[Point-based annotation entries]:
— Start —
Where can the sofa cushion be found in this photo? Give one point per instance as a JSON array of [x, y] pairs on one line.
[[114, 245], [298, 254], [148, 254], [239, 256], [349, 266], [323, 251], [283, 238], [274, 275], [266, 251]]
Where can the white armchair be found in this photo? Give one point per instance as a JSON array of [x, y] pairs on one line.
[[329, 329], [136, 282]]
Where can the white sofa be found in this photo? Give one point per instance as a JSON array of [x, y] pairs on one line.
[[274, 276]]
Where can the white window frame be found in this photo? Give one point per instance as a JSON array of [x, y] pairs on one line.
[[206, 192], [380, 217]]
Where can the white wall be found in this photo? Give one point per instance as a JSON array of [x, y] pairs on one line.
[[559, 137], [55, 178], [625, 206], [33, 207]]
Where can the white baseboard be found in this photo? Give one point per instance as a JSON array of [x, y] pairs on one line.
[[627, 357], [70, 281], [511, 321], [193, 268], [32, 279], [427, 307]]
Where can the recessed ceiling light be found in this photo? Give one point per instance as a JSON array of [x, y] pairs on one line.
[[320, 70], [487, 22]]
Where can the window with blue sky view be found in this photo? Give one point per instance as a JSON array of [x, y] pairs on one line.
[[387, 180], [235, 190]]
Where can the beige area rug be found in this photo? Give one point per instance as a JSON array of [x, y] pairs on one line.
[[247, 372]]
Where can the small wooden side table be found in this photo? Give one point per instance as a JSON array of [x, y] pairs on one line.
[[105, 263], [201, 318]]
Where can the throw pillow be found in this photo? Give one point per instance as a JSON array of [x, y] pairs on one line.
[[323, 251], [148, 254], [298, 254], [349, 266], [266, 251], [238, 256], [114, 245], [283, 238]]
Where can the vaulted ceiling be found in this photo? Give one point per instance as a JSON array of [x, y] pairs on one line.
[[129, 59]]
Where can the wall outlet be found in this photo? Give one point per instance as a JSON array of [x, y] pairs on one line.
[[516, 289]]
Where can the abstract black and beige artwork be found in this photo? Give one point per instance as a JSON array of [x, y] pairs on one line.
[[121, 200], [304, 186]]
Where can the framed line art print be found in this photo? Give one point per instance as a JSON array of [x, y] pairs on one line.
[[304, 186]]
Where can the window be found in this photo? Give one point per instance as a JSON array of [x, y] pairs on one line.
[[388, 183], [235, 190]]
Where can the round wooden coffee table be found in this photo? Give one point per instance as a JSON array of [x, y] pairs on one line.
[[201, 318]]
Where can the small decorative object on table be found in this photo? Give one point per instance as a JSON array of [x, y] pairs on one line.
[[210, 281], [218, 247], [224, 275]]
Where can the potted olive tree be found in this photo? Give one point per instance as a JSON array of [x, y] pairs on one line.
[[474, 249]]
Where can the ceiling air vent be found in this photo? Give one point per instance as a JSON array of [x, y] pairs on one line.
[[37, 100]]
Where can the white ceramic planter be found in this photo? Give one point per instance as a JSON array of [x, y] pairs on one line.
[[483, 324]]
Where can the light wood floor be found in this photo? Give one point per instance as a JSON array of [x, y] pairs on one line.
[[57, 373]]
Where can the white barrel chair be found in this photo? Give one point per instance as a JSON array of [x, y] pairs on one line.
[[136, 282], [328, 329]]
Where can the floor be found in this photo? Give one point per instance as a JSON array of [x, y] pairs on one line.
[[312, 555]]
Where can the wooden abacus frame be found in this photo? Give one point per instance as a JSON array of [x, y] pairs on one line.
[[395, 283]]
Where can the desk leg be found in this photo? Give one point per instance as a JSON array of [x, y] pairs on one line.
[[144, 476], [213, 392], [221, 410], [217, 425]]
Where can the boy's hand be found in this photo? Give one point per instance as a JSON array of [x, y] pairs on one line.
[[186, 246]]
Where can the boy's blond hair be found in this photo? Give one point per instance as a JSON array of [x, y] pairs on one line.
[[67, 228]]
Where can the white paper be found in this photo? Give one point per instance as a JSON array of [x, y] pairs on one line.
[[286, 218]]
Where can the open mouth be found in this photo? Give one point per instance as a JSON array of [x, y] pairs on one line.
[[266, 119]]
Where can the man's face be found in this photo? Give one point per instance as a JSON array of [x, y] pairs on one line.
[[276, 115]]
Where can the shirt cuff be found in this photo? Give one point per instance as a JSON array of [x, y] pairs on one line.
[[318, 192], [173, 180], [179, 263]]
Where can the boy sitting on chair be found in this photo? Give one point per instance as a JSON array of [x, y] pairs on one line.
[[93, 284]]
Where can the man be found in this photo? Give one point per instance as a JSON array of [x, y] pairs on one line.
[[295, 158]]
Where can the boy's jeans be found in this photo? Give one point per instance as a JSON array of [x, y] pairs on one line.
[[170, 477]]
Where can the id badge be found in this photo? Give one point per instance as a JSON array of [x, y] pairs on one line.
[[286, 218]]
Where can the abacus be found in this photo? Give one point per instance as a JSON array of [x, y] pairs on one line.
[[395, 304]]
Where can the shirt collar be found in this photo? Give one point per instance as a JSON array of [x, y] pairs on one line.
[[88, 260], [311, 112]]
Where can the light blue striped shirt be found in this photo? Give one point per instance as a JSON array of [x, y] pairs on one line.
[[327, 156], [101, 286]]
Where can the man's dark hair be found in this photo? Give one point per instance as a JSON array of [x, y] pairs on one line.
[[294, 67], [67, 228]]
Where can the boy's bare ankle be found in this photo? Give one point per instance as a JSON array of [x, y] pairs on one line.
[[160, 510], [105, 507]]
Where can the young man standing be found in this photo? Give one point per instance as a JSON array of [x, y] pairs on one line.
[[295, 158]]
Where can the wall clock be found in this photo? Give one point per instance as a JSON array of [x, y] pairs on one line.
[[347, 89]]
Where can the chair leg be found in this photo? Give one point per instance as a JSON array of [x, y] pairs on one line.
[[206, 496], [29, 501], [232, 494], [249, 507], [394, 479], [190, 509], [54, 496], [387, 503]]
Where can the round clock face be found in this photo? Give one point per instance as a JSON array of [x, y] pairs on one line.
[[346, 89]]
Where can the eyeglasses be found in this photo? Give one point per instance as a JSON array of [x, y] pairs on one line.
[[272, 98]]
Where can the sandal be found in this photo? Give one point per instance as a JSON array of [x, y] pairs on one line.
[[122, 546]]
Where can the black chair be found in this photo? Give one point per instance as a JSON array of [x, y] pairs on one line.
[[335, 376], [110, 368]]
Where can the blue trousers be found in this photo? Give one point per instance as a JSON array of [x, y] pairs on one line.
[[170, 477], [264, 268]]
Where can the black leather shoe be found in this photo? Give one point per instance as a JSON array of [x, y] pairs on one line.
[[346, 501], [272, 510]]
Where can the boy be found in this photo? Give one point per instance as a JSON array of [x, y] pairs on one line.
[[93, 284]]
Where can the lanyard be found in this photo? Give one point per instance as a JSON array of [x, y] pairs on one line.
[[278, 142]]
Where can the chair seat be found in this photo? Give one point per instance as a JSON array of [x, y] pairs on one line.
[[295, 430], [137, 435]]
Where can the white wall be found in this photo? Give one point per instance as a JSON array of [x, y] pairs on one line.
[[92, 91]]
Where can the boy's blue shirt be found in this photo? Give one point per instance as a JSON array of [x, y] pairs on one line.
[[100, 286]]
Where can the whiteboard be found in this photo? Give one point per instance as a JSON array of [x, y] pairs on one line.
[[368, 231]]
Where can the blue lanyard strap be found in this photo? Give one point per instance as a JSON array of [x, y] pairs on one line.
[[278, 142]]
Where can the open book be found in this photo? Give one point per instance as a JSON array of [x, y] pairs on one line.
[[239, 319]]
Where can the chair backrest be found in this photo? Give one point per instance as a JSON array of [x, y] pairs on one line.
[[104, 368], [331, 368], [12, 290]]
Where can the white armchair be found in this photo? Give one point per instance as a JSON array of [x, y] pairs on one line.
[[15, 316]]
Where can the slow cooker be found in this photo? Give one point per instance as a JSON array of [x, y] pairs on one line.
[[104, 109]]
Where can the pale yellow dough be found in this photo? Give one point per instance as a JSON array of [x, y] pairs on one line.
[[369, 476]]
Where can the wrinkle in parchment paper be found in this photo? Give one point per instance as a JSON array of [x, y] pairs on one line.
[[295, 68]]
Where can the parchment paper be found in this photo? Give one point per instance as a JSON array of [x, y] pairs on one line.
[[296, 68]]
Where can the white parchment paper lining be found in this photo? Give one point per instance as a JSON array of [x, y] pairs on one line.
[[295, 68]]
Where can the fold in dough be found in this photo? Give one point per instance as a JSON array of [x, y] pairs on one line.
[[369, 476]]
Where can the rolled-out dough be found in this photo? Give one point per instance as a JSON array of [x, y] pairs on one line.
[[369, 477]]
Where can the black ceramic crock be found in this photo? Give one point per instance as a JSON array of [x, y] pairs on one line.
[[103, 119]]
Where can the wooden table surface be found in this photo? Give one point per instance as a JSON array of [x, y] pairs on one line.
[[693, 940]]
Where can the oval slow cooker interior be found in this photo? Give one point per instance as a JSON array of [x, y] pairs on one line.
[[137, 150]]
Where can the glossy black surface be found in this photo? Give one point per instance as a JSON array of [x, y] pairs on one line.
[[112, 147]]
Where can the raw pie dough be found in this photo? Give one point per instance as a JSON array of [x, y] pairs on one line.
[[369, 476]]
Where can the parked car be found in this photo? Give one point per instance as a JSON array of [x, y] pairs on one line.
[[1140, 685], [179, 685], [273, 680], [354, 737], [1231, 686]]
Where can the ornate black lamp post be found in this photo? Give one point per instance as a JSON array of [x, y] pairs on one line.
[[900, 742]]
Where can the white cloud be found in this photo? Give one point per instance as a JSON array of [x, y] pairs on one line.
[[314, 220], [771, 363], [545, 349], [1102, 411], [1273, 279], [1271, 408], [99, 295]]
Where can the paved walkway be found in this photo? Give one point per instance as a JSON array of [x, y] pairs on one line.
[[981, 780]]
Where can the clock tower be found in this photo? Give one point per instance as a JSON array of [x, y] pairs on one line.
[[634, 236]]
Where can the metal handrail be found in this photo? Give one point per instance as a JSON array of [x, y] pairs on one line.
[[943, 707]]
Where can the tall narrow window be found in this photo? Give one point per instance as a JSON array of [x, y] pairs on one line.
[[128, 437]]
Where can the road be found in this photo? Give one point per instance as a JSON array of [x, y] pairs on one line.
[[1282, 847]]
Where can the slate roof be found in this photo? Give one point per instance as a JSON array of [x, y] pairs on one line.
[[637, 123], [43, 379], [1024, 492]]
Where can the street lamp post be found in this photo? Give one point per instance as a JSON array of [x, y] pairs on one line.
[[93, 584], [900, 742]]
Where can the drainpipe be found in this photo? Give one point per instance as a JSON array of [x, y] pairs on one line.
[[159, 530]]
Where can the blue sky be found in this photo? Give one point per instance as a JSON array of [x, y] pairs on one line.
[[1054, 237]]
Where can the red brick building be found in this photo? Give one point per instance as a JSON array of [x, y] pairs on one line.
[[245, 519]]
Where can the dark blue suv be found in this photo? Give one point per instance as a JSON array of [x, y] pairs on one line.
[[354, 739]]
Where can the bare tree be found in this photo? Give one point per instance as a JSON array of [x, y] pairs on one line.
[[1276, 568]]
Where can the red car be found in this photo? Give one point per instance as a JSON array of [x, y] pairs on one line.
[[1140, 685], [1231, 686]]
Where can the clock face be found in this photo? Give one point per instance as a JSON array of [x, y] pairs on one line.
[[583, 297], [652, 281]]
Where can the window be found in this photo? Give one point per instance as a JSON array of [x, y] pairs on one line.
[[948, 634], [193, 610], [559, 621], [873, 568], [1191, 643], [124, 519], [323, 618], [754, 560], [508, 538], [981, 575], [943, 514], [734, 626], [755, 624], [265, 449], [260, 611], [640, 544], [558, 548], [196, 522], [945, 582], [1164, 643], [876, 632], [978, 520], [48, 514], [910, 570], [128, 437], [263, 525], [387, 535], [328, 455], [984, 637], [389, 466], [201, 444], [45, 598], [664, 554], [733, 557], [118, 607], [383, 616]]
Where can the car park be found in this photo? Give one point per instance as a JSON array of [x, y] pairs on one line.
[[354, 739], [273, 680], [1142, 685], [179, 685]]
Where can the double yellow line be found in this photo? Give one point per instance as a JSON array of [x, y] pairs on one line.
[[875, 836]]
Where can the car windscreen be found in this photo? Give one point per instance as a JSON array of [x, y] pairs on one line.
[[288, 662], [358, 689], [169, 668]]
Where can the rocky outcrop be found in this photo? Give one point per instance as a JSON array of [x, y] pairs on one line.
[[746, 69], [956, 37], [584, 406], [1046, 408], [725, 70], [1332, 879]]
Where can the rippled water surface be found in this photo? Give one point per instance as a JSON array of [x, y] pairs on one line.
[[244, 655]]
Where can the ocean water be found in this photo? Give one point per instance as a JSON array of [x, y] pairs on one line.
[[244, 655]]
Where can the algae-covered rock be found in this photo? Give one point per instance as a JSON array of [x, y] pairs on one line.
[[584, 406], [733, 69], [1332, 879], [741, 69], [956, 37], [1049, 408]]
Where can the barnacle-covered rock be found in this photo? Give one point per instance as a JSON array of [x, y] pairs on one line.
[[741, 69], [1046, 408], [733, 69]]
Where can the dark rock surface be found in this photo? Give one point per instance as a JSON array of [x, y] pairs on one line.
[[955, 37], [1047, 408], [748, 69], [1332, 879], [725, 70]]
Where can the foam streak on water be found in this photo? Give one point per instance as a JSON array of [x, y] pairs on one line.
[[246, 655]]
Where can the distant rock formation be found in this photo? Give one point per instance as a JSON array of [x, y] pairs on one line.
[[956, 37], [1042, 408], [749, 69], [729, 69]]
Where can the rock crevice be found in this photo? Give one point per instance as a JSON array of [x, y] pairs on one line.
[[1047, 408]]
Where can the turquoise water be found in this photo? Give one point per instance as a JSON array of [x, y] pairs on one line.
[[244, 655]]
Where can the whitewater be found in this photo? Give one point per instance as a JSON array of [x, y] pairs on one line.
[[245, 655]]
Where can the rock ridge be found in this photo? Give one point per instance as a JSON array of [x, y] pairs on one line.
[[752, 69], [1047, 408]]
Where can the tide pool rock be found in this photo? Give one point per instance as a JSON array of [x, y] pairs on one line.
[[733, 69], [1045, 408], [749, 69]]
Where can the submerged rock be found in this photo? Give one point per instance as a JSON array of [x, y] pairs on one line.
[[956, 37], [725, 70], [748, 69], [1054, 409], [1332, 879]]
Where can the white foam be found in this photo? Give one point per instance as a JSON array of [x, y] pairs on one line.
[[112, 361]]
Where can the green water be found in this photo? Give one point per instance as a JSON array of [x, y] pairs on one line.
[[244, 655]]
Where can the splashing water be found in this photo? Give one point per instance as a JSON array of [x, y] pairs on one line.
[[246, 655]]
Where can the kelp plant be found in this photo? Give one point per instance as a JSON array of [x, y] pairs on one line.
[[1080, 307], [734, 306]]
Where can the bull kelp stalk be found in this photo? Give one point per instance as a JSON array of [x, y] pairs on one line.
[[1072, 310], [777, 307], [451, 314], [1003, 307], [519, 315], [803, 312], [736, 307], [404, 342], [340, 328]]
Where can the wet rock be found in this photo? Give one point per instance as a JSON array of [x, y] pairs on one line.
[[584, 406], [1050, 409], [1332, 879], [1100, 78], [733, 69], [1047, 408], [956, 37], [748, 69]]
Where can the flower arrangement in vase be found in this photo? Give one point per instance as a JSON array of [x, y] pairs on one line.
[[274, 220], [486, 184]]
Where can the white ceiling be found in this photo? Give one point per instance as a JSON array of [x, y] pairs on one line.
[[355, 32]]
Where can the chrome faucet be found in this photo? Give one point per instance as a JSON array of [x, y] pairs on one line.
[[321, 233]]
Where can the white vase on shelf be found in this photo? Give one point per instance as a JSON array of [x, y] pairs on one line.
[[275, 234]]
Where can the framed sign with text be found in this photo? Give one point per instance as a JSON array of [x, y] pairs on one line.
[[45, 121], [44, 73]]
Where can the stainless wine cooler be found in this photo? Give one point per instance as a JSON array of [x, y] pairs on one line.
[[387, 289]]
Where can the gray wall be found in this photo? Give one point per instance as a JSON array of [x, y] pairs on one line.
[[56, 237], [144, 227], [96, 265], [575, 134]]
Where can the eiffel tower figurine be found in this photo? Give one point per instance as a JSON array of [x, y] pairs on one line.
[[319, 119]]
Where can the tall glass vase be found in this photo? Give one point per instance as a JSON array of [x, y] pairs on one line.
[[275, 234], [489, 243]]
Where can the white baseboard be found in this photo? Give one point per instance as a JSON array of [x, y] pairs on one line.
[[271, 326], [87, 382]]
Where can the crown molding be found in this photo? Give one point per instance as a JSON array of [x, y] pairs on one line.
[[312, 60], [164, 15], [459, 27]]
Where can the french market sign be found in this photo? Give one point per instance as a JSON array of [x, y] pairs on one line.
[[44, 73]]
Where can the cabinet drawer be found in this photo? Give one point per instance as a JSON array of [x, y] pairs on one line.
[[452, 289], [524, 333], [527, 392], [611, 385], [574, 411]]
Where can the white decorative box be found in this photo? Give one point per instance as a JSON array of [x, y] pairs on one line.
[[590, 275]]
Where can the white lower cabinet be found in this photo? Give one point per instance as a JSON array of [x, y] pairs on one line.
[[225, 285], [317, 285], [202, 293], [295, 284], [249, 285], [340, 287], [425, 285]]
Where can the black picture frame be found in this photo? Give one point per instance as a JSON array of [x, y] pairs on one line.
— End —
[Task requirements]:
Rewrite everything from the line containing "Where can the shirt collar" down to the line containing "[[294, 67], [67, 228]]", requests included, adding 141 to every coordinate in the answers. Leave all other lines out.

[Reply to the task]:
Where can the shirt collar be found in this photo? Give one point per instance as a JSON array of [x, y] pairs on one line.
[[229, 401], [452, 253]]
Where can the light blue striped shirt be found in this photo? Give one point per instance as a JSON array of [x, y] pairs on one line.
[[468, 297], [242, 427]]
Where can the man's dark hair be found in this photo? Give one point per instance as a JSON array of [x, y] pairs on one line.
[[435, 208], [208, 369]]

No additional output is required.